§ **GIVEN TASK 1**: In the Brand X marketing exercise, what margin do wholesalers take on the product?

§ **SELECTED EXCERPT**:
§

In: Finance
Marketing Arithmetic Exercise #2
Joe Stich has just become product manager for Brand X. Brand X is a consumer product with a retail price of $1.00. Retail margins on the product are 33%, while wholesalers take a 12% margin. Brand X and its direct competitors sell a total of 20 million units annually; Brand X has a 24% share of this market. Variable manufacturing costs for Brand X are $0.09 per unit. Fixed manufacturing costs are $900,000. The advertising budget for Brand X is $500,000. The Brand X product manager's salary and expenses total $35,000. Salespeople are paid entirely by a 10% commission. Shipping costs, breakage, insurance and so forth are $0.02 per unit.
1. What is the unit contribution for Brand X?
2. What is Brand X's break-even point?
3. What market share does Brand X need to break even?
4. What is Brand X's profit impact? [Note profit impact = total contribution – fixed costs]
5. Industry demand is expected to increase to 23 million units next year. Mr. Stich is considering raising his advertising budget to $1 million.
5a. If the advertising budget is raised, how many units will Brand X have to sell to break even?
5b. How many units will Brand X have to sell in order for it to achieve the same profit impact that it did this year?
5c. What will Brand X's market share have to be next year for its profit impact to be the same as this year?
5d. What will Brand X's market share have to be for it to have a $1 million profit impact?
6. Upon reflection, Mr. Stich decides not to increase Brand X's advertising budget. Instead, he thinks he might give retailers and incentive to promote Brand X by increasing their margins from 33% to 40%. The margin increase would be accomplished by lowering the price of the product to retailers. Wholesaler margins would remain at 12%.

§

Stored items from a collection:
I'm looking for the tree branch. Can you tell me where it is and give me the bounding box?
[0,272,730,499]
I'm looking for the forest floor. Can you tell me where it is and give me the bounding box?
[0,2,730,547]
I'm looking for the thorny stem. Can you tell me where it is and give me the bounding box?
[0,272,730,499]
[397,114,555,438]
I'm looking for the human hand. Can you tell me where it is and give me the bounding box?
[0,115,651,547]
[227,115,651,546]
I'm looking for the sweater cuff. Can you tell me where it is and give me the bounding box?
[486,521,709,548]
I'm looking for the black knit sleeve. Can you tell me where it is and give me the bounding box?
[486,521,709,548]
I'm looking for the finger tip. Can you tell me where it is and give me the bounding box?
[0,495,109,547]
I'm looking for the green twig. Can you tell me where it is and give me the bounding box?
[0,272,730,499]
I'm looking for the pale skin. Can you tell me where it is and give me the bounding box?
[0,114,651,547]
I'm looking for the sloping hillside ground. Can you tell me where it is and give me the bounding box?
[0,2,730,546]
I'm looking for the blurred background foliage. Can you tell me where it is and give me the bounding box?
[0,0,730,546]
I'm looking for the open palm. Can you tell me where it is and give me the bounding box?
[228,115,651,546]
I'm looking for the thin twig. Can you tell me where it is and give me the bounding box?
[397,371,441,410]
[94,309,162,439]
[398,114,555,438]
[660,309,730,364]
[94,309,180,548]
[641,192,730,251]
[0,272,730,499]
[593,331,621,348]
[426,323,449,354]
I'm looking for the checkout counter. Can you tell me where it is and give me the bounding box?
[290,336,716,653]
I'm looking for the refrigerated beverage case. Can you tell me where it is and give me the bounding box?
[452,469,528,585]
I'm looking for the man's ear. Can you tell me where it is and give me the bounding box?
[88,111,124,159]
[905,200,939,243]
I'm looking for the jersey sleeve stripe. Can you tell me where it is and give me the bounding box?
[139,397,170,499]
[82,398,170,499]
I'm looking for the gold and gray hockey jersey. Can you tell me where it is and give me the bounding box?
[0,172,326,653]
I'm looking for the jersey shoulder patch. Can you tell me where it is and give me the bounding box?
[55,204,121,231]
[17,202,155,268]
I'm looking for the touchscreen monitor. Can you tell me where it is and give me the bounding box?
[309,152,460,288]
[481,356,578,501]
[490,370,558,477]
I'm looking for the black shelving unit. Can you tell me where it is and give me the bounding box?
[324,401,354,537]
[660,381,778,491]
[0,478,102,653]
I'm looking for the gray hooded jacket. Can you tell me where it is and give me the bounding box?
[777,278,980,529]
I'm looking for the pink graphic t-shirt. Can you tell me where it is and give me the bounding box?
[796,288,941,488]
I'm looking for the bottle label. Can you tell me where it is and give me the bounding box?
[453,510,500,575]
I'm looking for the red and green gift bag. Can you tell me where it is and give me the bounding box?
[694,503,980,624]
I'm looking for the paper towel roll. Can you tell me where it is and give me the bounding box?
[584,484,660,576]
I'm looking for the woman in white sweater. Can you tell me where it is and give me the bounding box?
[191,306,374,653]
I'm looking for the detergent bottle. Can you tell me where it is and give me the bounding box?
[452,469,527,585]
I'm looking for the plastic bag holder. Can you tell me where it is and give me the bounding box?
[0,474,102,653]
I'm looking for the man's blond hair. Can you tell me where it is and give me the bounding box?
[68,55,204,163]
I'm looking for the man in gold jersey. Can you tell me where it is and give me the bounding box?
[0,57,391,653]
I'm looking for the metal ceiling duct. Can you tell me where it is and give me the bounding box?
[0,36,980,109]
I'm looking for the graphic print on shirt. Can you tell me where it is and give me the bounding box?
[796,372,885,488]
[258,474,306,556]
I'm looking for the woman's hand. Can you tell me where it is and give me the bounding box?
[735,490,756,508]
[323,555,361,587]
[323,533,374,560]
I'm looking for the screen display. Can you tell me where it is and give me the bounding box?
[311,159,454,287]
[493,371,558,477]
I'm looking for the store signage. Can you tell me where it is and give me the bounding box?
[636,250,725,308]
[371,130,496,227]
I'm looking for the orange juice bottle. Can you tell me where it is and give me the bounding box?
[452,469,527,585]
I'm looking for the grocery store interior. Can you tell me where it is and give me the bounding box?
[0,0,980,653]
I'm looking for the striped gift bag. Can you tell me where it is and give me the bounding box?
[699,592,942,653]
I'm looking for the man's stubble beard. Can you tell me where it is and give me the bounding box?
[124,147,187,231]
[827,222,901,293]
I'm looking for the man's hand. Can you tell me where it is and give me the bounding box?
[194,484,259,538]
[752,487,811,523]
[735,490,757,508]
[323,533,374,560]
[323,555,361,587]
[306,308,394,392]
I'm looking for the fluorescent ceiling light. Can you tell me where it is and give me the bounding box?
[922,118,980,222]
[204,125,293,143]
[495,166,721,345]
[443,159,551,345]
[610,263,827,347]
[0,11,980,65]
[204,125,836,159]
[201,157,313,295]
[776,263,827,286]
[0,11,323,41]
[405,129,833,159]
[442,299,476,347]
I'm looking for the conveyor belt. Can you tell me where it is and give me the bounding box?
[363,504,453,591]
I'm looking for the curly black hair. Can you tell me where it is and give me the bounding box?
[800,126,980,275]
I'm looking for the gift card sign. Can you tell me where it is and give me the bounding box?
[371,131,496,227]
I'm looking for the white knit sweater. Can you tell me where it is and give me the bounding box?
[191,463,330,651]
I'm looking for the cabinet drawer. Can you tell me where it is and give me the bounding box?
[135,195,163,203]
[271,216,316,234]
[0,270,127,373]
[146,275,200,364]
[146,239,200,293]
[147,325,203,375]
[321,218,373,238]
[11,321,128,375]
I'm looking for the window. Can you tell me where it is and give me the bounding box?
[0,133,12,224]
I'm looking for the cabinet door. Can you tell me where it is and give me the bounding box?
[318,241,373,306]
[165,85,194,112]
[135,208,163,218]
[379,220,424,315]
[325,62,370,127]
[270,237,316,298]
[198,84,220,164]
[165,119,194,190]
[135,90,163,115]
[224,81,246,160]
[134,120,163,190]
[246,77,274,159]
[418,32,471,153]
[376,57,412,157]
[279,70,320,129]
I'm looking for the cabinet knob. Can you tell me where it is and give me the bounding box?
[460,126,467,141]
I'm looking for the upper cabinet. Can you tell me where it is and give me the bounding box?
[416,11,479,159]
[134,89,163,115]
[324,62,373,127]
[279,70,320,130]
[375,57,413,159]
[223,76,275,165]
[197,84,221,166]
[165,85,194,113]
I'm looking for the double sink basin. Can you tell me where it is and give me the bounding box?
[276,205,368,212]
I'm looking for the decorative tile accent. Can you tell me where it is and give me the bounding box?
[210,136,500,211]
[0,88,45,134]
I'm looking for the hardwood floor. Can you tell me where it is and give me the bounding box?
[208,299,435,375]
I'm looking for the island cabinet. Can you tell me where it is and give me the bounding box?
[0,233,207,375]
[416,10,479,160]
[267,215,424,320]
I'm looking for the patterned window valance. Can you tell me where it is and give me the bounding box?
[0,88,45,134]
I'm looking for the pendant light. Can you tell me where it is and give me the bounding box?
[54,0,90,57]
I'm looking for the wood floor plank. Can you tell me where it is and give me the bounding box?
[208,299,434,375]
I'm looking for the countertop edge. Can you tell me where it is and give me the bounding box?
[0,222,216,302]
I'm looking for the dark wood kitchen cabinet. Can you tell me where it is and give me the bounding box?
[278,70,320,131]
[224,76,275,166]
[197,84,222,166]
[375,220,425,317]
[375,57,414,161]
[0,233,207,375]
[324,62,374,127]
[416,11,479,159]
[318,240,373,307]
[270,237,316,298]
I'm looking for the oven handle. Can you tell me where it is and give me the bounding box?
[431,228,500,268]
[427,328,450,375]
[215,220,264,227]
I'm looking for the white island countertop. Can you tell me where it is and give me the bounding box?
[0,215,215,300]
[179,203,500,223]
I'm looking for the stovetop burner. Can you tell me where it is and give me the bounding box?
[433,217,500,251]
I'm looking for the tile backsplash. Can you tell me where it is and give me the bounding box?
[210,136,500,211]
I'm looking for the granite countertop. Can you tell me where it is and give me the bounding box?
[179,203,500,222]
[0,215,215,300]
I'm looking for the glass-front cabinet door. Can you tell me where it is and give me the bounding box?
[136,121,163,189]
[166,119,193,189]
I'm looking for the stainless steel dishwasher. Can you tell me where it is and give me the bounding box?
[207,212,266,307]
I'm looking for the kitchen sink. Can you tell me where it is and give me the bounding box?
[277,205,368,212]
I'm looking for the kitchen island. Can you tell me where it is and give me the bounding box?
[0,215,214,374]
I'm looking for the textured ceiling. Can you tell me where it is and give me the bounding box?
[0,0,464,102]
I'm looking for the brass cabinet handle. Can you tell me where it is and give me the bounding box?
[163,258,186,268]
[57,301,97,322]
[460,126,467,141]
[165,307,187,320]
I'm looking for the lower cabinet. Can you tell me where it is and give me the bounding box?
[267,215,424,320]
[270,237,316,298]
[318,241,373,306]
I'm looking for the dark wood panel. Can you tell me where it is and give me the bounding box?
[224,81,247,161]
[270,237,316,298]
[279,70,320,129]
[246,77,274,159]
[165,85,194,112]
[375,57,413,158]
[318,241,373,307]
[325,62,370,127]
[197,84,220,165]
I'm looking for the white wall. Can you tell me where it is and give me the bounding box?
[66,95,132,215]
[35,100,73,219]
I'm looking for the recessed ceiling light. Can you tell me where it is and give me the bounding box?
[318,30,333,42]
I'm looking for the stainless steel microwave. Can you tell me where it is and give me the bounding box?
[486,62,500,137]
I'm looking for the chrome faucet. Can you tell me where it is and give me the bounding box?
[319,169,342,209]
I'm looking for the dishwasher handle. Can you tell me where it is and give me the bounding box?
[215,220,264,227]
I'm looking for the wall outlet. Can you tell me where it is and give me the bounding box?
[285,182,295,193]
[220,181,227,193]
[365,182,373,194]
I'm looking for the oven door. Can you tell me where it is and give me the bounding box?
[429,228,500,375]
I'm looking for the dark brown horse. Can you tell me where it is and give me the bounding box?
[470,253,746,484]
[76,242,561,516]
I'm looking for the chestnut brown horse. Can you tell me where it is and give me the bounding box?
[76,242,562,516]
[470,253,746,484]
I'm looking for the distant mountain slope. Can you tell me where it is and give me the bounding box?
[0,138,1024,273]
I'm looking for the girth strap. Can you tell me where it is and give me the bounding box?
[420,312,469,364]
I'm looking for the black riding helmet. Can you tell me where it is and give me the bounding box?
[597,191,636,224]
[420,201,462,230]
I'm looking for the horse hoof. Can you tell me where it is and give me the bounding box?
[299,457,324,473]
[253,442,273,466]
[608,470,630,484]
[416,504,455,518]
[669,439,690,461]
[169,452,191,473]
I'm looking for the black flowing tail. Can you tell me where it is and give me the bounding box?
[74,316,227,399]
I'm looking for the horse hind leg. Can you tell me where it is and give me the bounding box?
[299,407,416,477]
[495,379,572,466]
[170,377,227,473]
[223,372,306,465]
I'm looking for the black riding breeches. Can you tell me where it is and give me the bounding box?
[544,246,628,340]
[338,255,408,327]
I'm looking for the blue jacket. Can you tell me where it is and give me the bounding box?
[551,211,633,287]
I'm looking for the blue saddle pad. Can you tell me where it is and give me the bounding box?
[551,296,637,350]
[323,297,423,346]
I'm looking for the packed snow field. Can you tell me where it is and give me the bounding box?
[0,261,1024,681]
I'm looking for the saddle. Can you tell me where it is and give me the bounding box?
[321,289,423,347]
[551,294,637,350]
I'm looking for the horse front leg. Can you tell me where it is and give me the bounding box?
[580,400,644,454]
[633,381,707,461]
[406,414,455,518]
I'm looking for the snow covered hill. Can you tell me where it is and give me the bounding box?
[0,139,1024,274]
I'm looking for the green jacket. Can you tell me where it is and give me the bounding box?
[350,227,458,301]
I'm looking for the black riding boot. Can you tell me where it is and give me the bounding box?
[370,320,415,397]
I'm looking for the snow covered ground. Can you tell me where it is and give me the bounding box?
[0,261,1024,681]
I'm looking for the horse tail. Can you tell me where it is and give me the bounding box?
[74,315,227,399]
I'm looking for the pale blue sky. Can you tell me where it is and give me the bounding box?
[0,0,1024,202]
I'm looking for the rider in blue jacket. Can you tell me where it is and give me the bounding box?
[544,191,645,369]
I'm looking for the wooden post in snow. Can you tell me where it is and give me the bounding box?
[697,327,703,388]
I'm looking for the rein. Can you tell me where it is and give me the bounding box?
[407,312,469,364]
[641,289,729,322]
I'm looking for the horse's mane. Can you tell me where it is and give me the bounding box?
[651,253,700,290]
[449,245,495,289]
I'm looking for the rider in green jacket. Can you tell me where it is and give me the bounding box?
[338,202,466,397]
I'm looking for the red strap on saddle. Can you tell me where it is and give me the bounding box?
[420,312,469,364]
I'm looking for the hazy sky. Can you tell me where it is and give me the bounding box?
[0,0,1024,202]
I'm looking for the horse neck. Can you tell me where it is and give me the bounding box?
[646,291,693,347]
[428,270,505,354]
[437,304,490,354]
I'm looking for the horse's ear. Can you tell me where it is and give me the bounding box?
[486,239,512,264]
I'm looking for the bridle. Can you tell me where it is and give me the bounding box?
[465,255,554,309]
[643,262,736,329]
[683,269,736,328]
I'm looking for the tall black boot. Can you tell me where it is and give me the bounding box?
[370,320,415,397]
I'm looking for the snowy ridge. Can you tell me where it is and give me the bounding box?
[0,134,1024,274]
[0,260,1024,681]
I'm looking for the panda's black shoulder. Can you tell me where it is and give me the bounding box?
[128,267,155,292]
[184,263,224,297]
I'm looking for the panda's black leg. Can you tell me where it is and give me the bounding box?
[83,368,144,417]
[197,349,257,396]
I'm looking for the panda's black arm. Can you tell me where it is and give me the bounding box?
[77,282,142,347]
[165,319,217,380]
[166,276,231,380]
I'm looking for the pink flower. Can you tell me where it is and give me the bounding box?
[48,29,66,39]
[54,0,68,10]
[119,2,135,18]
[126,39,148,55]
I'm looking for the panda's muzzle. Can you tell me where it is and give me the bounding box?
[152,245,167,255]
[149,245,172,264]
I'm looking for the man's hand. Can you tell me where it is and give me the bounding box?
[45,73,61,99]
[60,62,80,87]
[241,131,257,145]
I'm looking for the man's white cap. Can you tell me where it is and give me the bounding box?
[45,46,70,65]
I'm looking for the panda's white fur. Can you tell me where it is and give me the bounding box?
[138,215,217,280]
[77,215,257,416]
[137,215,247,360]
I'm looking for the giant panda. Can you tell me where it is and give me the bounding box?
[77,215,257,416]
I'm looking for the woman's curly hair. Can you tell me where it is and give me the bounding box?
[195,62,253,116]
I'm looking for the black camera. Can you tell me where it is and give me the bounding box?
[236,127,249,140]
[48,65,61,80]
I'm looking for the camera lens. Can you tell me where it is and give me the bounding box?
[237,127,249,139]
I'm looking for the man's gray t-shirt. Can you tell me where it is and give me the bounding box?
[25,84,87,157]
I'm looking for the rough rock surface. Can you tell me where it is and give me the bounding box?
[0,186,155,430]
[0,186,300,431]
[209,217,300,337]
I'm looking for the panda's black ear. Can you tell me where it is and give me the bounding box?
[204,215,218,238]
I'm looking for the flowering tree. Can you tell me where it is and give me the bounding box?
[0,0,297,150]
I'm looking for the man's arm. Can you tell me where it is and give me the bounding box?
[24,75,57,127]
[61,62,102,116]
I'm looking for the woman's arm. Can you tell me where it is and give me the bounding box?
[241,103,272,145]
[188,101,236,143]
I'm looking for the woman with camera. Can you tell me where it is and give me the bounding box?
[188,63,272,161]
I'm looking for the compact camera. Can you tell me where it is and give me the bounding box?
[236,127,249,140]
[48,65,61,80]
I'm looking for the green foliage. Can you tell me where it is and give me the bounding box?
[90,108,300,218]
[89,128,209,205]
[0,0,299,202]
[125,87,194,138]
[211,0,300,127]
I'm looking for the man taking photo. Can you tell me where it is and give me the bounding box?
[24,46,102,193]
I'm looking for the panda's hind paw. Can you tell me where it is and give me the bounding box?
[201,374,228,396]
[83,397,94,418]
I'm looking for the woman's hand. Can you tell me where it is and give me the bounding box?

§

§ **GIVEN TASK 2**: Please format the part of the records that opens with the line containing "I'm looking for the brass" and closes with the line containing "[165,307,187,320]", both lines included, as a JSON list of strings with one string per line and blank lines left out.

§ **TASK RESULT 1**: Wholesalers take a 12% margin.

§ **TASK RESULT 2**:
[
  "I'm looking for the brass cabinet handle. Can you tell me where it is and give me the bounding box?",
  "[163,258,186,268]",
  "[57,301,97,322]",
  "[460,126,467,141]",
  "[165,307,187,320]"
]